• STATED GOAL A: Output the part of the thesaurus documentation below word for word, starting at the words "Using the Thesaurus" and stopping after "the word car.".

Using the Thesaurus Functions
- Last Updated: April 15, 2026
- 11 minute read
- MarkLogic Server
- Version 10.0
- Documentation
MarkLogic Server includes functions that enable applications to provide thesaurus capabilities. Thesaurus applications use thesaurus (synonym) documents to find words with similar meaning to the words entered by a user. A common example application expands a user search to include words with similar meaning to those entered in a search. For example, if the application uses a thesaurus document that lists car brands as synonyms for the word car, then a search for car might return results for Alfa Romeo, Ford, and Hyundai, as well as for the word car.
This chapter describes how to use the thesaurus functions and contains the following sections:
- The Thesaurus Module
- Function Reference
- Thesaurus Schema
- Capitalization
- Managing Thesaurus Documents
- Expanding Searches Using a Thesaurus in XQuery
The Thesaurus Module
There is an XQuery module to perform thesarus functions. You can use this module either in XQuery or in Server-Side JavaScript. The thesaurus functions are installed into the following XQuery module file:
- install_dir
/Modules/MarkLogic/thesaurus.xqy
where install_dir is the directory in which MarkLogic Server is installed. The functions in the thesaurus module use the thsr: namespace prefix, which you must specify in your XQuery program (or specify your own namespace). To use any of the functions in XQuery, include the module and namespace declaration in the prolog of your XQuery program as follows:
import module namespace thsr="http://marklogic.com/xdmp/thesaurus"
at "/MarkLogic/thesaurus.xqy";
To use any of the functions in a JavaScript program, include a line similar to the following in your Server-Side JavaScript program:
const thsr = require("/MarkLogic/thesaurus");
Function Reference
The reference information for the thesaurus module functions is included in the MarkLogic XQuery and XSLT Function Reference and the MarkLogic Server-Side JavaScript Function Reference available through docs.marklogic.com.
Thesaurus Schema
Any thesaurus documents loaded into MarkLogic Server must conform to the thesaurus schema, installed into the following file:
- install_dir
/Config/thesaurus.xsd
where install_dir is the directory in which MarkLogic Server is installed.
Capitalization
Thesaurus documents and the thesaurus functions are case-sensitive. Therefore, a thesaurus term for Car is different from a thesaurus term for car and any lookups for these terms are case-sensitive.
If you want your applications to be case-insensitive (that is, if you want the term Car to return thesaurus entries for both Car and car), your application must handle the case of the terms you want to lookup. There are several ways to handle case. For example, you can lowercase all the entries in your thesaurus documents and then lowercase the terms before performing the lookup from the thesaurus. For an example of lowercasing terms in a thesaurus document, see Lowercasing Terms When Inserting a Thesaurus Document.

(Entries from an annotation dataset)
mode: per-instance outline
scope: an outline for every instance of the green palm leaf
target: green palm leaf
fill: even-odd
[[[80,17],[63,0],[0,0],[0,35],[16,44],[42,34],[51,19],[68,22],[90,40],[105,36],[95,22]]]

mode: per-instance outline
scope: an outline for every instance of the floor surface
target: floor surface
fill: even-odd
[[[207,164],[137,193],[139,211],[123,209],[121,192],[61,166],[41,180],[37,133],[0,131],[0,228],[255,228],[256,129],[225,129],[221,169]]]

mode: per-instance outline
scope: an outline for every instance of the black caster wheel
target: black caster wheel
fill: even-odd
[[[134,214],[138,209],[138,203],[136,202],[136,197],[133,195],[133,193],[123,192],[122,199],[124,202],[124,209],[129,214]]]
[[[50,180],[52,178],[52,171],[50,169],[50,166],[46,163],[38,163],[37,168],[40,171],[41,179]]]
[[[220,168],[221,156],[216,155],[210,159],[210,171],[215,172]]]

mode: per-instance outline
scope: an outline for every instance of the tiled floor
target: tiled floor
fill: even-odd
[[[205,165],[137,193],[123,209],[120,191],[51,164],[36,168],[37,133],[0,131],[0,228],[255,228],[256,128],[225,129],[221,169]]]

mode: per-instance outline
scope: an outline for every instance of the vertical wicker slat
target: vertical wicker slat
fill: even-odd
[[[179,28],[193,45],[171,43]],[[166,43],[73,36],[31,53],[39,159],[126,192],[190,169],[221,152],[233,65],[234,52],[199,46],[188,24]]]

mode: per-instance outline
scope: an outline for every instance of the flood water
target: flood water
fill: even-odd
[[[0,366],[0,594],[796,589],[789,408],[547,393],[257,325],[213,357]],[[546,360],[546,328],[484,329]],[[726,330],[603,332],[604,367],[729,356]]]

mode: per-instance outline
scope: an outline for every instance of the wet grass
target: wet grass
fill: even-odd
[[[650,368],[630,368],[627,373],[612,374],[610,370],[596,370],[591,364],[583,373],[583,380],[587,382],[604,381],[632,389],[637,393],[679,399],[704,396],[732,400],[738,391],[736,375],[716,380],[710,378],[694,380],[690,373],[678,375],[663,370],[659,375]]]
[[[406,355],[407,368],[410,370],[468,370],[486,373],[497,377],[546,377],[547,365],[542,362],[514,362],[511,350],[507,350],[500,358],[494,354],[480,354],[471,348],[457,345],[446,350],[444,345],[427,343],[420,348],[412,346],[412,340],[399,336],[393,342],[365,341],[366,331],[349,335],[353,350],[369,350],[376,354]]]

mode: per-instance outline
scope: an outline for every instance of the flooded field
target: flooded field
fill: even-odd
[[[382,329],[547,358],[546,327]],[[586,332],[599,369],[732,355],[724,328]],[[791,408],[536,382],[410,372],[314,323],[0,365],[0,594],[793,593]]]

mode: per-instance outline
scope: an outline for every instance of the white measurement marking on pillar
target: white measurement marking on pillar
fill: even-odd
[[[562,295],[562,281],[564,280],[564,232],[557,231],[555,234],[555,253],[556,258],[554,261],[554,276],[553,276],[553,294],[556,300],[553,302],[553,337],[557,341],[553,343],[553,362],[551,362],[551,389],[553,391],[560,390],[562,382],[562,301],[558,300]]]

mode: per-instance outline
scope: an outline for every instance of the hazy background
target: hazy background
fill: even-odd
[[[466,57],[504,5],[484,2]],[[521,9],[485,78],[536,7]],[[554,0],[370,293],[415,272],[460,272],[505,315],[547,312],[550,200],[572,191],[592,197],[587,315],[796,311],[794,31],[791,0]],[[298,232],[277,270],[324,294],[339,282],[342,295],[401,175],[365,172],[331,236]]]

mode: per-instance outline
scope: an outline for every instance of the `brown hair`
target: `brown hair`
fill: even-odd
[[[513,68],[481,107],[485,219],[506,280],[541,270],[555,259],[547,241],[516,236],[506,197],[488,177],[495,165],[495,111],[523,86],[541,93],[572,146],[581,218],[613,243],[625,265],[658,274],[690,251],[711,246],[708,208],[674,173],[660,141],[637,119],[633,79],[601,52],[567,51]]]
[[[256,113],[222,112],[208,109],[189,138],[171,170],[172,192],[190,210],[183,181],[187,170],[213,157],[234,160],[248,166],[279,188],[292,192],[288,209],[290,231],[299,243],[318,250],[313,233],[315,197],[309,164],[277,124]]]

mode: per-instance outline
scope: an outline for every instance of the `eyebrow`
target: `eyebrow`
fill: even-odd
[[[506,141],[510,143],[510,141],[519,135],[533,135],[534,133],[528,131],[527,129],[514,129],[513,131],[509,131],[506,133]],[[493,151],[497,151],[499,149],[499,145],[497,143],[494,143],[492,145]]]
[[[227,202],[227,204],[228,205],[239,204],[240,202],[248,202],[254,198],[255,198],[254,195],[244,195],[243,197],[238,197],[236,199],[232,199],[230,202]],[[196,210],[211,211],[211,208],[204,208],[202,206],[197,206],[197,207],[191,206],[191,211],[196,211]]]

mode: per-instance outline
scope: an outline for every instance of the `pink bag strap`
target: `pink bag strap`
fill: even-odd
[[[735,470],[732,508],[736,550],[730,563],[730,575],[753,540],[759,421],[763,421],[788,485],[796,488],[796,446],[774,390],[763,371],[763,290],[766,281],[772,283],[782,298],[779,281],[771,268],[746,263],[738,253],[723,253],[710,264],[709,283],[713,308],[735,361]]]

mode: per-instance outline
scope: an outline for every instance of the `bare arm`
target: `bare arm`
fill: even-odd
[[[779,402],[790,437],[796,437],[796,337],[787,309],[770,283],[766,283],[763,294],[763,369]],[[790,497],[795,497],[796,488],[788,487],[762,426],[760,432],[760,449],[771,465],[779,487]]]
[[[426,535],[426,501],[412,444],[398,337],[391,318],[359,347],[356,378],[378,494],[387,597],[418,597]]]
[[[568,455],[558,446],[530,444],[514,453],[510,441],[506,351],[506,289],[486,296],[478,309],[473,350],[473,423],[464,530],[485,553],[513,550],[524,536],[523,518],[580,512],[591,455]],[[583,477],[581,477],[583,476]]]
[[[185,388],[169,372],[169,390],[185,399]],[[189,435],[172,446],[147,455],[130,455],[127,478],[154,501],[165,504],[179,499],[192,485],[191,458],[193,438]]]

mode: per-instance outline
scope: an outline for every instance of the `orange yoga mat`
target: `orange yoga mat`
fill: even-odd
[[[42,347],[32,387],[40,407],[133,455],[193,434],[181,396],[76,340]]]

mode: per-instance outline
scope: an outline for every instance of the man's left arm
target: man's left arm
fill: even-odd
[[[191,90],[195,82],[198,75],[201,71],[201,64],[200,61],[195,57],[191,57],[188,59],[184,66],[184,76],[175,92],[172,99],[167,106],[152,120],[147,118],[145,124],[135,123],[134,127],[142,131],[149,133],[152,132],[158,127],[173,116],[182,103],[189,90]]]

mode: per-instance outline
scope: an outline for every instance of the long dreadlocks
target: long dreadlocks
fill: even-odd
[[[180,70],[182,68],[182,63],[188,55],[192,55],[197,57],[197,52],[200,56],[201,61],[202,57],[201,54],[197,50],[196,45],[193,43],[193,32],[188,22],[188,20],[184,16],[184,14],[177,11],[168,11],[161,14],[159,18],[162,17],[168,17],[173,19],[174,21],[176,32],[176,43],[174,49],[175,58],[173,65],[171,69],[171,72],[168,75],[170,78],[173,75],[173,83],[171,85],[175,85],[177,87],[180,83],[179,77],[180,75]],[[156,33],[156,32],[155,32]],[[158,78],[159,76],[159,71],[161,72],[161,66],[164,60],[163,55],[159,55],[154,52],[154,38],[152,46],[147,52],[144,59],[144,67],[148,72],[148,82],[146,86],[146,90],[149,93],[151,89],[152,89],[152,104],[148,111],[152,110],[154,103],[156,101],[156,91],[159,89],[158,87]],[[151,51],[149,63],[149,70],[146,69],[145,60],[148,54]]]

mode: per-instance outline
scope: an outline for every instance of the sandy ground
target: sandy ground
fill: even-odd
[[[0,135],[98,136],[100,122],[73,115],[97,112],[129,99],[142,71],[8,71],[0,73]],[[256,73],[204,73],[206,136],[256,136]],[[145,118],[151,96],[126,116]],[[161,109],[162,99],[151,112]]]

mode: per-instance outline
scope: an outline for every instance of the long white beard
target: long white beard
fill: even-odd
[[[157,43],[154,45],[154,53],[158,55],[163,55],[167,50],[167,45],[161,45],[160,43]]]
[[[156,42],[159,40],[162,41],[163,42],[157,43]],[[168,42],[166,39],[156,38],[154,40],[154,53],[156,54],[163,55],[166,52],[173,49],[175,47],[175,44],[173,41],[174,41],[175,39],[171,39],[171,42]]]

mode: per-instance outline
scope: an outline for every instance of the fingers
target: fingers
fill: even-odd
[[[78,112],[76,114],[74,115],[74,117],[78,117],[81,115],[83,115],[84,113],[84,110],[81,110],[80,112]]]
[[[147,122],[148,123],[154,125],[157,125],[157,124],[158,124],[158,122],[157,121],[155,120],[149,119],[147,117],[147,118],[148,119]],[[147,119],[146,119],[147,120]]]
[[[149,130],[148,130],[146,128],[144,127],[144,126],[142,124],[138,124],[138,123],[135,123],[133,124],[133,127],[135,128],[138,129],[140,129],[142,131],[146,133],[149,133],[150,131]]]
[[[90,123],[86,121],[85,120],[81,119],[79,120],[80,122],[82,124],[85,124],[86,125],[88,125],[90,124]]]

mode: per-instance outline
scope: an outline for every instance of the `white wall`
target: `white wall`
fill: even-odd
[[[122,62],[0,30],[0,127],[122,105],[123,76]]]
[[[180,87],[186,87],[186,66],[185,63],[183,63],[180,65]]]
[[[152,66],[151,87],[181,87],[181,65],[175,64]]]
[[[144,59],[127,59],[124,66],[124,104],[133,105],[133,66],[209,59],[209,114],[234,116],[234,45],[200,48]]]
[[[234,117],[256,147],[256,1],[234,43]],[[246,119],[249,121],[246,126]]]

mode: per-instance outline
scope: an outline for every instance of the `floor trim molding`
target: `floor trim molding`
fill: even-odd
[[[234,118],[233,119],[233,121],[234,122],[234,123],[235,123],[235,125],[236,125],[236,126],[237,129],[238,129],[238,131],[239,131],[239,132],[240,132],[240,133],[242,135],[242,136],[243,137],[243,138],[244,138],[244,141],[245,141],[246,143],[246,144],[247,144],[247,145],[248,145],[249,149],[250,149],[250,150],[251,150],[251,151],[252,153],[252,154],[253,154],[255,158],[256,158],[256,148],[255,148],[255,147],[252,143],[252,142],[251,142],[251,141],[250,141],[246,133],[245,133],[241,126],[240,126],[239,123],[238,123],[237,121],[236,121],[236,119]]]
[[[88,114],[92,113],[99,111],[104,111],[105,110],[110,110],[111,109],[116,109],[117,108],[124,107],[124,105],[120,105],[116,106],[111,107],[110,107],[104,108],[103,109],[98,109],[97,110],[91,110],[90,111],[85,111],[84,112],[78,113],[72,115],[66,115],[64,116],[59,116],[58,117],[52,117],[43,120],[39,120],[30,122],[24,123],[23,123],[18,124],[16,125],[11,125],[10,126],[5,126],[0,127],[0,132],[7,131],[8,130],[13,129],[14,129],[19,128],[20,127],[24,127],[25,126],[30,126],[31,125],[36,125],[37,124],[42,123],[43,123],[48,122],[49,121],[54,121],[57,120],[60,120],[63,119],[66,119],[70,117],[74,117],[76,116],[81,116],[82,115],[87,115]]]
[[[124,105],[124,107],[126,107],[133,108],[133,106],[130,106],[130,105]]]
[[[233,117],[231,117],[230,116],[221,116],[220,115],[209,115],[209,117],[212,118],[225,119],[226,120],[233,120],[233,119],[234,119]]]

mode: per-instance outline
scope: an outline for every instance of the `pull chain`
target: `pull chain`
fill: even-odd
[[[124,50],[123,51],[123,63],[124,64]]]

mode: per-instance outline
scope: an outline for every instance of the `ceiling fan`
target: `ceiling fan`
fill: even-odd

• STATED GOAL B: Extract every line in the rows above that contains the string "marking".

• CORRECT RESULT A:
Using the Thesaurus Functions
- Last Updated: April 15, 2026
- 11 minute read
- MarkLogic Server
- Version 10.0
- Documentation
MarkLogic Server includes functions that enable applications to provide thesaurus capabilities. Thesaurus applications use thesaurus (synonym) documents to find words with similar meaning to the words entered by a user. A common example application expands a user search to include words with similar meaning to those entered in a search. For example, if the application uses a thesaurus document that lists car brands as synonyms for the word car, then a search for car might return results for Alfa Romeo, Ford, and Hyundai, as well as for the word car.

• CORRECT RESULT B:
scope: an outline for every instance of the white measurement marking on pillar
target: white measurement marking on pillar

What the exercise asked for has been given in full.